▶ [Supplied information]:
--- BEGIN ---

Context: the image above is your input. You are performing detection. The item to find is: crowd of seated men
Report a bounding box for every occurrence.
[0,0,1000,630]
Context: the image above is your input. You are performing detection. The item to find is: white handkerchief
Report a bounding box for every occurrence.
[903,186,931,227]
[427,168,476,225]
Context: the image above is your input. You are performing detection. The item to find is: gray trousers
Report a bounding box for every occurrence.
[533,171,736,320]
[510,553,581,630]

--- END ---
--- BEGIN ---

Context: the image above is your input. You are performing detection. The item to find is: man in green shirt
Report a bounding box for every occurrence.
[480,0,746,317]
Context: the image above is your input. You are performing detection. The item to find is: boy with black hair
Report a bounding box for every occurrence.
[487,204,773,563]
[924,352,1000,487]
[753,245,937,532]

--- END ---

▶ [Exercise directions]: Copy out the material above verbatim, from the line that contains "of seated men" through the line that contains "[510,553,581,630]", including both of those lines.

▶ [Exercise answer]:
Context: the image above is your input. You are performing detection. The item to find is: crowd of seated men
Report a bounding box for every occurrence.
[0,0,1000,630]
Context: the image above is your input. You are performing detection. The item to find is: white handkerchief
Report a bounding box for every occurrence.
[903,186,931,227]
[427,168,476,225]
Context: the image above is your input. You are performing detection. The item to find is: gray trousers
Report a bounding box for every occurrence.
[533,171,736,320]
[510,553,581,630]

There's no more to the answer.